■ YOUR OBJECTIVE ■
Please repeat the listing in its entirety, without any alteration.

========

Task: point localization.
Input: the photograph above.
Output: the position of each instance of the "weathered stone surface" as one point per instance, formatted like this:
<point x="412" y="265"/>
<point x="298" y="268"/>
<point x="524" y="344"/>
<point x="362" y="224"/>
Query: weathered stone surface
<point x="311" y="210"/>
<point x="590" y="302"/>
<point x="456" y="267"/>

========

■ THE ANSWER ■
Task: point localization.
Input: the photograph above.
Output: the position of each instance of the "weathered stone surface" as one point per instance, formatted like this:
<point x="412" y="265"/>
<point x="298" y="268"/>
<point x="524" y="344"/>
<point x="362" y="224"/>
Query: weathered stone surface
<point x="311" y="210"/>
<point x="590" y="302"/>
<point x="456" y="267"/>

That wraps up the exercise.